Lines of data

[start]

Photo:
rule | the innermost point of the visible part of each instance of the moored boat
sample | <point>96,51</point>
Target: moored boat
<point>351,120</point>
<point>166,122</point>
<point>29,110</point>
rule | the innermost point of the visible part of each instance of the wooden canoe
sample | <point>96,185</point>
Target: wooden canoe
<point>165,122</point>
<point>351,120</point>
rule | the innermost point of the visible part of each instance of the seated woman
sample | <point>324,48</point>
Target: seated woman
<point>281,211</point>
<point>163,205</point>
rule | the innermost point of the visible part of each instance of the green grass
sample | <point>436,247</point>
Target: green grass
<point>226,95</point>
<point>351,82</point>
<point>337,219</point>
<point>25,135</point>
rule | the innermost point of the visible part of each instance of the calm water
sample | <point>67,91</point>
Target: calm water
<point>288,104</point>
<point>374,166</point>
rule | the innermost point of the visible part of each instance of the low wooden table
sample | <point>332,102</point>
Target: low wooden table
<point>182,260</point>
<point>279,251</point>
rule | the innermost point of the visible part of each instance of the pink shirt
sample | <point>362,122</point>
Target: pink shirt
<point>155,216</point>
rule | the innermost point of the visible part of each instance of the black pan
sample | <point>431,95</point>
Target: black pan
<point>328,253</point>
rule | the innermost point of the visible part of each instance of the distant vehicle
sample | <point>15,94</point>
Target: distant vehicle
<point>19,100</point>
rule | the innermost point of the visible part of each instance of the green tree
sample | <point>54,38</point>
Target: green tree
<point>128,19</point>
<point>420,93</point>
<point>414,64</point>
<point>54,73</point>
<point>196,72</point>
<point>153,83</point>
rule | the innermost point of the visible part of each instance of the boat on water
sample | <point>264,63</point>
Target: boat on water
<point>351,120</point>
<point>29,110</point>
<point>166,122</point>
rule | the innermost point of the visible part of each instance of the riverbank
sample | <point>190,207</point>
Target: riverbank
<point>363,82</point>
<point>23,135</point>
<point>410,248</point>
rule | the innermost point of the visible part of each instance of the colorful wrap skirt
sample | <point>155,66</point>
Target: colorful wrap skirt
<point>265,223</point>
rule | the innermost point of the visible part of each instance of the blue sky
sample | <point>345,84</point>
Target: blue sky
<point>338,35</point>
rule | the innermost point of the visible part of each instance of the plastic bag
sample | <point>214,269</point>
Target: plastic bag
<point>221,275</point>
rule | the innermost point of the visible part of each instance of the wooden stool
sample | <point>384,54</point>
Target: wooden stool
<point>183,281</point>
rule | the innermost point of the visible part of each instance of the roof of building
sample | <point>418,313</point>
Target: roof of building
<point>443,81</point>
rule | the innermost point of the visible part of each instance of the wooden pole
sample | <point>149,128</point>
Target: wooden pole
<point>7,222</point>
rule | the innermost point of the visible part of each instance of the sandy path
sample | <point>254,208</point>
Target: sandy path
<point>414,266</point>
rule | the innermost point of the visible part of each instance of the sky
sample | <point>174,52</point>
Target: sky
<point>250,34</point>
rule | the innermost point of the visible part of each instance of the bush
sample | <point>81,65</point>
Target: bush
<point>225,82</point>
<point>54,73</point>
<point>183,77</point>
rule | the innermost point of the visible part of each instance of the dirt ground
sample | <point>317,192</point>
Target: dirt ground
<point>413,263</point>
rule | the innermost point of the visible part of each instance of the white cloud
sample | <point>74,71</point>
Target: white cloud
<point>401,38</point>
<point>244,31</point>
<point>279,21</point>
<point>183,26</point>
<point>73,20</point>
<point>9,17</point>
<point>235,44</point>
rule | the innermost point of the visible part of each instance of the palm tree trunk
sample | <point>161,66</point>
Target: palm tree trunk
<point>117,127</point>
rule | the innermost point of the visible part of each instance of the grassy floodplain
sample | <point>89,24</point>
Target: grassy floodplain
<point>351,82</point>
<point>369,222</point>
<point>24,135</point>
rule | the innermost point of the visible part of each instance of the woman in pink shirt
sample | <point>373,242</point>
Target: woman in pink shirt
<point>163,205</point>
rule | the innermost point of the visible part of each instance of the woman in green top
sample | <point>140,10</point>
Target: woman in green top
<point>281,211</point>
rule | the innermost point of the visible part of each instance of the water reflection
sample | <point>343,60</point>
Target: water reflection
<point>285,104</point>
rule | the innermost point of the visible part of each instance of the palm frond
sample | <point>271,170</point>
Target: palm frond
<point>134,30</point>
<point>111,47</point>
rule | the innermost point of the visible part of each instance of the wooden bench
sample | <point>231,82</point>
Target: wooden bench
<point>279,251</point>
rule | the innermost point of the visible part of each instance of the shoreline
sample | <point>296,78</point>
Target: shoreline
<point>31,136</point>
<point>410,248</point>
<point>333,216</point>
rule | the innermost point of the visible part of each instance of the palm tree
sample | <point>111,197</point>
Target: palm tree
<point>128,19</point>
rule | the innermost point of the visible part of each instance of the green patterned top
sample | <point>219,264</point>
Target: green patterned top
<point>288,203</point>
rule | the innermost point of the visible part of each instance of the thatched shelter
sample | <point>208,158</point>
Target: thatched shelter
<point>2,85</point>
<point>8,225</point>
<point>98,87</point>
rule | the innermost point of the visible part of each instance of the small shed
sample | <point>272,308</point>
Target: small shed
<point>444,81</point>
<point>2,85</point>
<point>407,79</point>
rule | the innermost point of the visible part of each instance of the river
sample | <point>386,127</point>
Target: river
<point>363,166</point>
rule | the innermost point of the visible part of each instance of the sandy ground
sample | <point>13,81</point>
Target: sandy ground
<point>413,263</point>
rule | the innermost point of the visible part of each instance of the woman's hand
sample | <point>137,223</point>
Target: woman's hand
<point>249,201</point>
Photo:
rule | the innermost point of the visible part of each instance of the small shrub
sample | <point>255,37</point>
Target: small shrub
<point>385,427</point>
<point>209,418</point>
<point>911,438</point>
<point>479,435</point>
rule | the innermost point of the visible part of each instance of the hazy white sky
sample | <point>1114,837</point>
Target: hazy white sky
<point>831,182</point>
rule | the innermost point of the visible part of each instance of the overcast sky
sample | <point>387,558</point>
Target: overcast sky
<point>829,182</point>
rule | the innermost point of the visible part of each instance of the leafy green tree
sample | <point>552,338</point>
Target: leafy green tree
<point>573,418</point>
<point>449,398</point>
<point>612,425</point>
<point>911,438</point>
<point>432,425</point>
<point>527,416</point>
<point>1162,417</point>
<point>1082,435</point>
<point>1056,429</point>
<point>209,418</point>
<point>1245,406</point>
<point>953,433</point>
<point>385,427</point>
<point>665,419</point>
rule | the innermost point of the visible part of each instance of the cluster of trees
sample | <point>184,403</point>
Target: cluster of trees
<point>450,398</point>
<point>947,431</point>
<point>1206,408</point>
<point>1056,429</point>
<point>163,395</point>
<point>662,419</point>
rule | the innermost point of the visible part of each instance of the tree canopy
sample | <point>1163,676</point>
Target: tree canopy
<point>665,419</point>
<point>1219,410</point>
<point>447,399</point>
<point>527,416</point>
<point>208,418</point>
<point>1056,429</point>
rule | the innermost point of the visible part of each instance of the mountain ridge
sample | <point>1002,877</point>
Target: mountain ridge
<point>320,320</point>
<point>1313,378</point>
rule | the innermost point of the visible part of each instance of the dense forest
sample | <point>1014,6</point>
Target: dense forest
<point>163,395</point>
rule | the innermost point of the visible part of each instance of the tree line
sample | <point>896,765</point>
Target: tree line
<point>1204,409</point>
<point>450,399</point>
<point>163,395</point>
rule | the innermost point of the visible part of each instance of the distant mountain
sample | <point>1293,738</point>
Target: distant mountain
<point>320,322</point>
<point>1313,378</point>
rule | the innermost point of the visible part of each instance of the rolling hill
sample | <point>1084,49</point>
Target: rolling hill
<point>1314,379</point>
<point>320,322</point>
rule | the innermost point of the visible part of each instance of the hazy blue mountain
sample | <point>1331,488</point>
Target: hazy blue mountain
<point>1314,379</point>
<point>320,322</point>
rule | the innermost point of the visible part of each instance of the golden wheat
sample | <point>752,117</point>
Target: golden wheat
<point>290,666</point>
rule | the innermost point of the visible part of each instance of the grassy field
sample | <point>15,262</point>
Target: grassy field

[end]

◆ Problem details
Reproduce the rows from the line with "the dirt ground" to the line with "<point>111,47</point>", requests included. Scale each point coordinate in the answers by 2.25 and round it to a whole number, with halves rounded up, while leaving the requests and their sample points unchanged.

◆ Exercise response
rule | the innermost point of the visible part of each instance of the dirt ground
sample | <point>317,192</point>
Target: dirt ground
<point>929,592</point>
rule | the innermost point of the visible part of each instance of the white cloud
sample | <point>74,71</point>
Target: white cloud
<point>902,86</point>
<point>549,70</point>
<point>628,47</point>
<point>412,59</point>
<point>164,45</point>
<point>20,38</point>
<point>529,99</point>
rule | the innermost point of the visible part of each instance of the palm tree trunk
sample | <point>161,66</point>
Target: palm tree trunk
<point>263,286</point>
rule | the innermost point of the visible part of each instance of the grassy floodplain
sample | <point>89,24</point>
Target: grassy floodplain
<point>790,185</point>
<point>830,500</point>
<point>54,304</point>
rule | the innermost point of the visible part of each instance of the woman in pink shirt
sample | <point>373,242</point>
Target: woman in pink shirt
<point>367,461</point>
rule | the innermost point of the visible part of each instance of the woman in green top
sample | <point>140,10</point>
Target: woman in green top
<point>632,475</point>
rule | the innermost point of the visible part of each instance of the water reflection
sample | <point>343,60</point>
Target: water reflection
<point>641,234</point>
rule | the innermost point of the visible part of each instance of the palm frond
sample | <point>271,170</point>
Target: palm frond
<point>302,68</point>
<point>250,106</point>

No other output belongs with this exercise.